Brief:
Each entry must be reproduced precisely as it stands.

Records shown:

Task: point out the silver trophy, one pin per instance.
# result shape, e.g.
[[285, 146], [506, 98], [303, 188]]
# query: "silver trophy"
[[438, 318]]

Answer for this exercise:
Task: point out the silver trophy, one pin per instance.
# result shape, e.g.
[[285, 146], [506, 98], [303, 188]]
# query: "silver trophy"
[[438, 318]]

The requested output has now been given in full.